▸ Problem to work on: Give the data again exactly as written, skipping any pictures.

Data records:
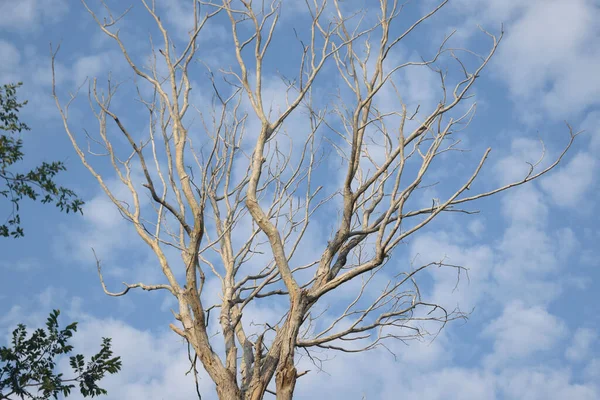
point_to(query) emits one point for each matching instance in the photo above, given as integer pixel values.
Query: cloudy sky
(532, 253)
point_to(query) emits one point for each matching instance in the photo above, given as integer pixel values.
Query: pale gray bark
(373, 213)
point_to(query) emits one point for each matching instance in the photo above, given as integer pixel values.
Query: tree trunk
(285, 379)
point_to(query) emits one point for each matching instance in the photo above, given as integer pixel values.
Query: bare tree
(353, 155)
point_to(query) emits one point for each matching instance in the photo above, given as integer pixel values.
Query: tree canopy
(38, 183)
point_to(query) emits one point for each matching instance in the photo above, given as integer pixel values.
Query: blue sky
(532, 253)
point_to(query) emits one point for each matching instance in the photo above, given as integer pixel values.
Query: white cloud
(552, 71)
(579, 349)
(570, 185)
(544, 384)
(522, 331)
(28, 15)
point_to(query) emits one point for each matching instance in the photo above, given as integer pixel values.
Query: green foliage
(37, 183)
(27, 368)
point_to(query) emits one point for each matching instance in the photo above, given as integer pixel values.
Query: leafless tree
(247, 163)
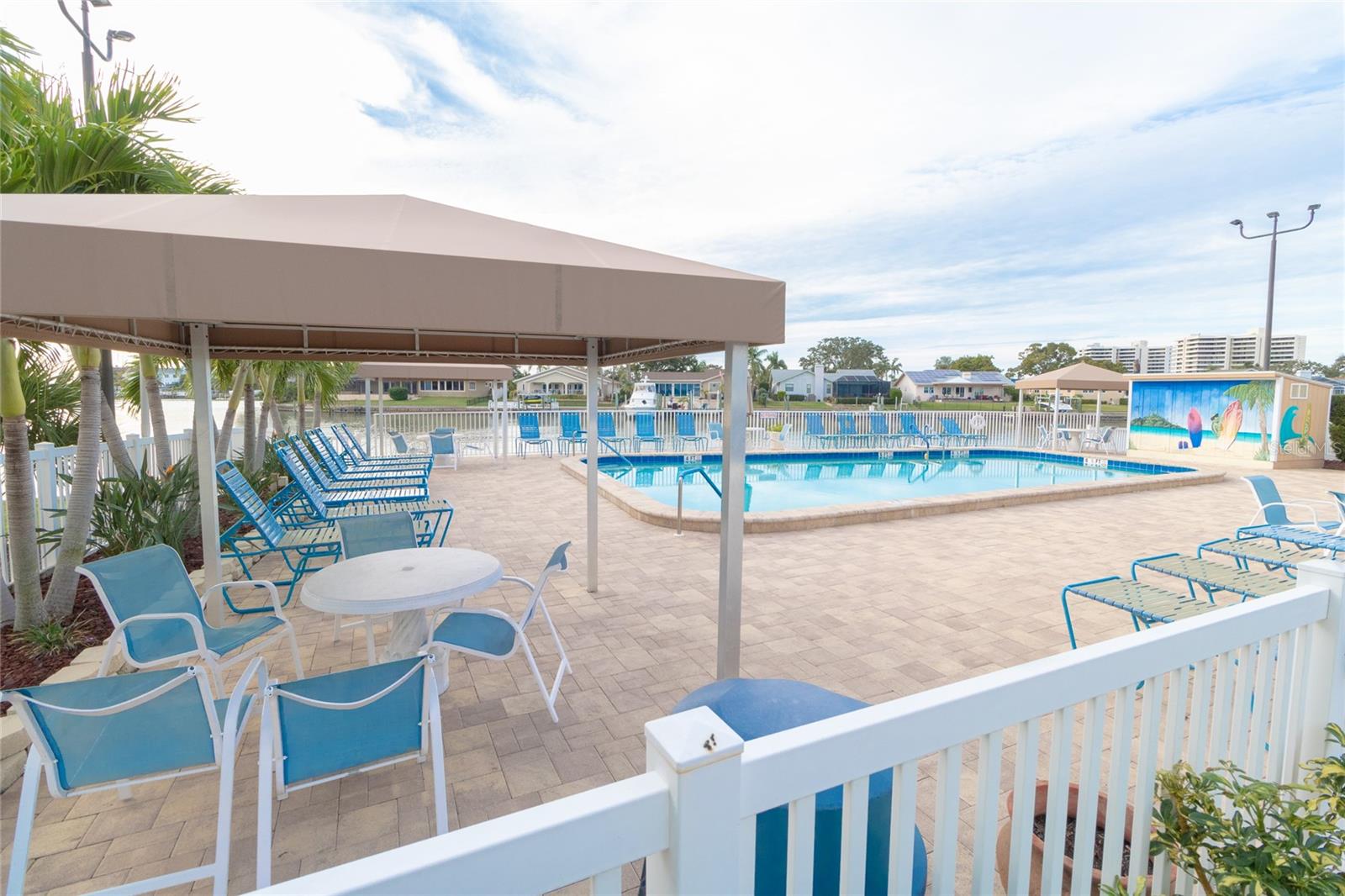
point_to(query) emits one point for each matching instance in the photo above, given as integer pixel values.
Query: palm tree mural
(1259, 394)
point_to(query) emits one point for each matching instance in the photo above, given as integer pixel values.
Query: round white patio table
(404, 582)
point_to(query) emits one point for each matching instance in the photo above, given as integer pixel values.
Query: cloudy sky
(939, 178)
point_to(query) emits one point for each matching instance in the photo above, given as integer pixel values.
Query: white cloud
(930, 175)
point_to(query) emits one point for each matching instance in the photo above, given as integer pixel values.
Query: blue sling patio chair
(815, 432)
(646, 432)
(340, 468)
(159, 619)
(259, 535)
(109, 734)
(313, 505)
(493, 634)
(417, 488)
(330, 727)
(911, 430)
(952, 432)
(530, 434)
(878, 430)
(607, 432)
(572, 434)
(1273, 510)
(686, 432)
(353, 454)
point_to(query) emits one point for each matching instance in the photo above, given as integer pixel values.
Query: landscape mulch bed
(20, 670)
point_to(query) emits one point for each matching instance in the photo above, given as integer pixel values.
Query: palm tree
(20, 494)
(84, 488)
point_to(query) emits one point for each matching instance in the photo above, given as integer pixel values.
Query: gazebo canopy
(356, 279)
(1079, 377)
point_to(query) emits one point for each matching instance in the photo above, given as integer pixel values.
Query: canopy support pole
(1017, 424)
(731, 509)
(591, 445)
(369, 419)
(1055, 420)
(206, 463)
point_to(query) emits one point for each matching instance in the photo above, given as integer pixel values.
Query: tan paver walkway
(874, 611)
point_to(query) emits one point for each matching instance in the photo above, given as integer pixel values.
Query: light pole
(109, 387)
(1270, 289)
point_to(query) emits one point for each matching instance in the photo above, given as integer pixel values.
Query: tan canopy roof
(356, 279)
(1083, 377)
(412, 370)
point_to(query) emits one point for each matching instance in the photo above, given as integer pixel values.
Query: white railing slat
(1058, 798)
(1024, 804)
(1089, 782)
(798, 878)
(903, 829)
(854, 835)
(989, 766)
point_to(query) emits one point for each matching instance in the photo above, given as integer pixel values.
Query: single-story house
(688, 383)
(562, 381)
(467, 381)
(952, 385)
(817, 383)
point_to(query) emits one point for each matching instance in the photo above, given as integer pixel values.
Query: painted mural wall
(1228, 419)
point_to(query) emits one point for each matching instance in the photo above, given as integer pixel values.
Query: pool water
(789, 482)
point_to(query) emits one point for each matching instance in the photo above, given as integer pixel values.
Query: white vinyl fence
(1001, 428)
(1254, 683)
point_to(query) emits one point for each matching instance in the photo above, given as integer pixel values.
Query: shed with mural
(1244, 417)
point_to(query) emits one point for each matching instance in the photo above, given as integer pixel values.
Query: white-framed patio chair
(159, 619)
(370, 535)
(1098, 439)
(493, 634)
(330, 727)
(108, 734)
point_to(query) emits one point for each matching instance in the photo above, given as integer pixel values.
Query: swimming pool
(783, 482)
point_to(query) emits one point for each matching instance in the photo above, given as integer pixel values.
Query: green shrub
(1336, 425)
(1241, 835)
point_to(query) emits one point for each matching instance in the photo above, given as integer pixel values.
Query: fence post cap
(693, 739)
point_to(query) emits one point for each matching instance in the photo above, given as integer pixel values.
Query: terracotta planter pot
(1039, 845)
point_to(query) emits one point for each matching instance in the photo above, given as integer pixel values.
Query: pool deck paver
(874, 611)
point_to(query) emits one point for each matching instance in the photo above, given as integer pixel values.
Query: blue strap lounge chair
(911, 430)
(416, 468)
(847, 430)
(159, 619)
(645, 432)
(417, 488)
(952, 432)
(331, 727)
(530, 434)
(1273, 510)
(878, 430)
(1145, 603)
(572, 434)
(815, 432)
(313, 505)
(109, 734)
(259, 533)
(493, 634)
(686, 434)
(607, 430)
(351, 455)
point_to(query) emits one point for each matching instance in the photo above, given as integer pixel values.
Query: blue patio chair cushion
(167, 734)
(757, 708)
(475, 631)
(377, 533)
(323, 741)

▸ Finished task:
point_to(query) emits one point for each matching instance in the photo above, given as integer pixel values.
Query: cloudy sky
(532, 253)
point_to(query) emits one point for each matching instance in the photo above, given as integer pixel values.
Query: pale gray bark
(373, 213)
point_to(query) emits one point for each matching instance in the photo above, given as integer pixel values.
Query: tree trunk
(285, 379)
point_to(query) emits one point for each matching instance in the photo above, given as integer pixel values.
Query: bare tree
(353, 155)
point_to(query) emits one point for each matching instance in the photo above, given as integer pixel values.
Query: tree canopy
(38, 183)
point_to(query) emits one point for each matching instance in the photo above, given as integer pixel values.
Query: blue sky
(532, 253)
point_to(query) emits one point for each matching instance in the photo above, given as integer pixel values.
Query: white cloud
(552, 71)
(579, 349)
(570, 185)
(544, 384)
(522, 331)
(28, 15)
point_to(query) emits one point for each matching instance in the photo above, given as integer pixel values.
Query: green foliage
(37, 183)
(27, 368)
point_to(query) emits one point for each matching instance in the photo above, given as integer pixel values.
Query: leafless tree
(247, 163)
point_to(query) emits one point for each matching instance in the photo above, given as integer pixel values.
Query: palm tree mural
(1259, 394)
point_to(query) emits one point for each matching instance in the photo above, given as integer pixel values.
Query: round white patio table
(404, 582)
point_to(query) emits one point for each matching instance in the photo above, given as integer pixel values.
Query: cloudy sky
(939, 178)
point_to(query) emits one point for each matching instance in the photo above, given as integer pixel values.
Query: white cloud
(930, 175)
point_to(query) emits one point for each matching instance in the photo above, given as integer pixel values.
Query: blue sling patio chair
(815, 432)
(646, 432)
(340, 468)
(159, 619)
(259, 535)
(109, 734)
(313, 505)
(493, 634)
(417, 488)
(330, 727)
(911, 430)
(952, 432)
(530, 434)
(878, 430)
(607, 432)
(572, 434)
(1273, 510)
(686, 432)
(353, 454)
point_to(query) emits one point for each matching instance in the photo above, given as integer pixel values.
Query: landscape mulch bed
(20, 670)
point_to(query) emits one point for each matching instance in the photo above, given as integer pixel values.
Query: palm tree
(20, 494)
(84, 488)
point_to(query) emits one point for each matching instance in the photo above, given as integer pixel values.
Query: gazebo canopy
(356, 279)
(1079, 377)
point_to(query) emits one point for each matching instance in the photo above, given as integer pixel values.
Query: canopy support pole
(1017, 424)
(731, 509)
(591, 445)
(369, 419)
(1055, 420)
(206, 463)
point_to(query) emits one point for each matching instance in the photo above, given as integer pixel values.
Query: tan paver walkway
(874, 611)
point_to(query) emits one point for each matching instance in the photo above, given as integer pixel values.
Query: light pole
(109, 387)
(1270, 289)
point_to(query) emits one point for each matching instance in the photo above, given as integer pixel values.
Query: tan canopy roof
(356, 279)
(1083, 377)
(412, 370)
point_to(query) emits one point for each matching instance in the photo above, given as integer pixel values.
Query: white railing slat
(1058, 798)
(1024, 804)
(1089, 782)
(798, 878)
(903, 829)
(854, 835)
(989, 766)
point_to(query) emits one point for each matching instance in the photo above, given as integer pixel values.
Query: single-story house
(688, 383)
(562, 381)
(467, 381)
(952, 385)
(817, 383)
point_to(query) emits one point for each matching instance in the photo above, given as integer pixel values.
Query: painted mural wall
(1228, 419)
point_to(query) emits one point for each matching instance in the photo above, given as integer pixel values.
Query: pool water
(789, 482)
point_to(query) emits one point for each matching instance in the photo above, given as integer pixel values.
Query: white vinyl fence
(1001, 428)
(1254, 683)
point_to(query) emits one point for each matching instance in the photo above, given as integer pixel values.
Query: shed with mural
(1244, 417)
point_to(query) emits one point for each matching instance in the photo above, given as integer pixel values.
Query: white-framed patio chair
(159, 619)
(370, 535)
(1098, 439)
(493, 634)
(330, 727)
(108, 734)
point_to(query) emits one point for each matching instance in the photo above, given as integer pixel values.
Query: swimming pool
(783, 482)
point_to(query) emits one point for each matching instance in the photo above, given as integer pixel values.
Query: green shrub
(1336, 425)
(1241, 835)
point_to(query) emits one point for each matching instance in the photo above, given as integer pixel values.
Query: fence post cap
(693, 739)
point_to(query) emits one point for each matching instance in the photo above, given as integer pixel values.
Query: terracotta planter pot
(1039, 845)
point_to(query) emits one point for each matching instance in the photo above, given as integer pixel values.
Query: pool deck paver
(874, 611)
point_to(query) emits one point for each matching instance in the photo above, given as integer pixel values.
Query: blue strap lounge chair
(911, 430)
(416, 468)
(847, 430)
(159, 619)
(645, 432)
(417, 488)
(952, 432)
(331, 727)
(530, 434)
(1273, 510)
(878, 430)
(1145, 603)
(572, 434)
(815, 432)
(313, 505)
(109, 734)
(259, 533)
(493, 634)
(686, 434)
(607, 430)
(351, 455)
point_to(query) emits one point for each matching instance in the photo above, given as integer pixel values.
Query: blue patio chair cushion
(167, 734)
(757, 708)
(475, 631)
(377, 533)
(323, 741)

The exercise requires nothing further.